WORK TO DO — Shift every bounding-box coordinate in the data below by -39, starting with the line with "door panel | locate" and going on through the line with "(273, 175), (311, 320)", and write out all of those lines again. Keep the remaining lines in that span unchanged, including their sample coordinates.

◇ ◇ ◇ ◇ ◇

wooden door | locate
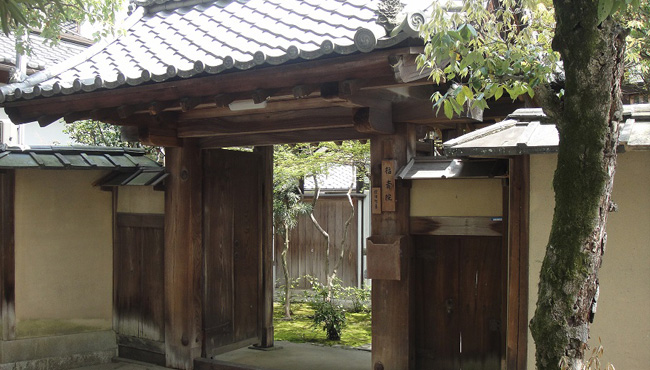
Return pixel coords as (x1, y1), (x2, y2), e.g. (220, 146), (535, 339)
(414, 236), (505, 370)
(203, 150), (262, 356)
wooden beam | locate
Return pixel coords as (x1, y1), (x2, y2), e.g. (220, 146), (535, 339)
(201, 127), (370, 149)
(506, 155), (530, 369)
(0, 170), (16, 340)
(214, 94), (235, 108)
(117, 104), (139, 119)
(138, 126), (183, 147)
(63, 112), (90, 123)
(37, 114), (62, 127)
(147, 100), (177, 116)
(4, 49), (402, 122)
(293, 84), (318, 99)
(370, 125), (415, 369)
(410, 217), (503, 236)
(251, 89), (277, 104)
(90, 108), (116, 121)
(178, 110), (353, 138)
(180, 97), (202, 112)
(353, 101), (395, 134)
(164, 140), (203, 369)
(178, 97), (349, 121)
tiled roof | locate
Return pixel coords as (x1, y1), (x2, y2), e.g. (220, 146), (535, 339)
(305, 165), (357, 191)
(0, 0), (427, 103)
(0, 33), (88, 70)
(0, 145), (162, 170)
(444, 104), (650, 157)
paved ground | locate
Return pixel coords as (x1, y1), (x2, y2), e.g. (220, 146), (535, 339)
(74, 342), (371, 370)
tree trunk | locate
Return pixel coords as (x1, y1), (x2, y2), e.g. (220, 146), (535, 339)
(281, 223), (291, 320)
(327, 188), (354, 282)
(531, 0), (625, 369)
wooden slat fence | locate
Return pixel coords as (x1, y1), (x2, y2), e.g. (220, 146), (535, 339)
(275, 195), (361, 289)
(114, 213), (165, 348)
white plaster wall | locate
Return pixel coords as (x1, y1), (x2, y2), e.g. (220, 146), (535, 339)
(15, 170), (113, 322)
(117, 186), (165, 214)
(528, 151), (650, 369)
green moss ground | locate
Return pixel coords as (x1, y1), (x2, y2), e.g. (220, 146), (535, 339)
(273, 303), (371, 347)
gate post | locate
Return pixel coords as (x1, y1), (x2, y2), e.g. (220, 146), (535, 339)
(255, 146), (273, 348)
(369, 124), (415, 370)
(164, 139), (203, 369)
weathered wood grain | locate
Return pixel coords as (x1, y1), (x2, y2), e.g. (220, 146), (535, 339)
(164, 139), (203, 369)
(410, 216), (503, 236)
(507, 156), (530, 369)
(370, 125), (415, 369)
(0, 170), (16, 340)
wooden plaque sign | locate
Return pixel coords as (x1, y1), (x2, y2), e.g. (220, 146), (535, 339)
(370, 188), (381, 215)
(381, 159), (397, 212)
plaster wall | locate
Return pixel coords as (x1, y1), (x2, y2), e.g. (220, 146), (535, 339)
(528, 151), (650, 369)
(117, 186), (165, 214)
(411, 179), (503, 217)
(15, 170), (113, 336)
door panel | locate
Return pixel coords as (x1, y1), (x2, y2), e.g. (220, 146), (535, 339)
(414, 236), (505, 370)
(203, 150), (262, 356)
(415, 237), (460, 369)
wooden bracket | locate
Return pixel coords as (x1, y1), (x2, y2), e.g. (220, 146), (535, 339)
(180, 98), (201, 112)
(138, 126), (183, 147)
(63, 112), (90, 123)
(352, 100), (395, 134)
(38, 115), (61, 127)
(214, 94), (235, 108)
(292, 85), (317, 99)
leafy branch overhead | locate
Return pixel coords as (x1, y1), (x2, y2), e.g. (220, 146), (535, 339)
(0, 0), (123, 51)
(418, 0), (648, 118)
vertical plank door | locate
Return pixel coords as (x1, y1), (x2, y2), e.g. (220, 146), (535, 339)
(203, 150), (262, 357)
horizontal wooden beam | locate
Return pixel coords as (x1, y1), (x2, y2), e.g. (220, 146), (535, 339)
(200, 126), (370, 149)
(410, 216), (503, 236)
(178, 113), (353, 138)
(138, 127), (177, 148)
(4, 50), (404, 122)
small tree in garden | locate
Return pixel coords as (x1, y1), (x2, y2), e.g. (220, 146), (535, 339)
(273, 175), (311, 320)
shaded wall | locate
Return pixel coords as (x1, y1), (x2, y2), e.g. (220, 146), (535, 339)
(411, 179), (503, 216)
(15, 170), (113, 336)
(528, 151), (650, 369)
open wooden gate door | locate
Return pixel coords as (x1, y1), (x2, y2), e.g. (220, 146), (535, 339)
(414, 235), (506, 370)
(203, 150), (264, 357)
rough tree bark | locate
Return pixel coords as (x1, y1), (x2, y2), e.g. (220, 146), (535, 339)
(531, 0), (625, 369)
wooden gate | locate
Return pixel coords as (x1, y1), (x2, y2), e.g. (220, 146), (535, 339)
(414, 236), (507, 370)
(113, 213), (165, 365)
(203, 150), (263, 357)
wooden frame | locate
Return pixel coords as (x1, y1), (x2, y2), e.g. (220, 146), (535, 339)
(0, 170), (16, 340)
(506, 155), (530, 370)
(254, 146), (274, 348)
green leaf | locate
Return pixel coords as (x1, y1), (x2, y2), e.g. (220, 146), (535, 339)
(443, 100), (454, 119)
(598, 0), (614, 23)
(494, 86), (503, 100)
(461, 85), (474, 100)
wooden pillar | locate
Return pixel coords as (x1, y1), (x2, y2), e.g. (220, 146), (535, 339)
(0, 170), (16, 340)
(164, 139), (203, 369)
(369, 125), (415, 370)
(506, 155), (530, 370)
(255, 146), (273, 348)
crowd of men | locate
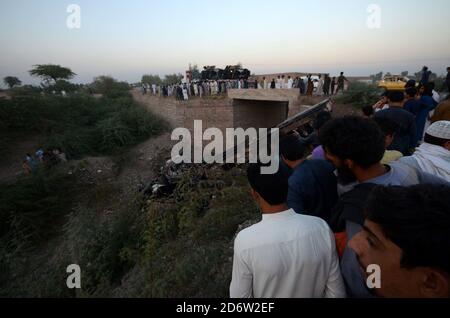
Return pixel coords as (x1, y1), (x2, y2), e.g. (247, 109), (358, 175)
(141, 72), (348, 100)
(230, 66), (450, 298)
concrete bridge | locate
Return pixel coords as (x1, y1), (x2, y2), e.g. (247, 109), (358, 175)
(132, 89), (325, 131)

◇ ◇ ◇ ◇ ◇

WRITTEN ANSWER —
door panel | locate
Return pixel coords as (x1, y1), (x2, y2), e.g. (220, 146), (535, 339)
(375, 197), (466, 331)
(164, 111), (223, 317)
(376, 198), (421, 330)
wooden bracket | locate
Return pixel coords as (x1, y1), (x2, y2), e.g. (220, 146), (535, 339)
(141, 59), (162, 73)
(99, 87), (144, 108)
(24, 73), (51, 84)
(313, 61), (356, 95)
(-1, 76), (22, 88)
(175, 55), (196, 69)
(253, 46), (278, 60)
leafy branch overhead | locate
Return pixel coords as (x1, y1), (x2, y2), e.g. (220, 146), (535, 339)
(-39, -39), (84, 12)
(379, -39), (609, 79)
vertical plank door | locate
Return pixel coords as (x1, y1), (x2, y2), e.g. (220, 146), (535, 339)
(164, 111), (223, 318)
horizontal wooden beam | locate
Return pixel coords as (x1, y1), (x2, y2), e.g. (220, 146), (535, 339)
(161, 87), (331, 110)
(371, 177), (464, 197)
(139, 74), (314, 99)
(99, 88), (138, 109)
(-35, 11), (365, 83)
small tree in garden | locate
Return pixel coords as (x1, y1), (x2, y2), e.g. (220, 146), (535, 339)
(234, 136), (272, 281)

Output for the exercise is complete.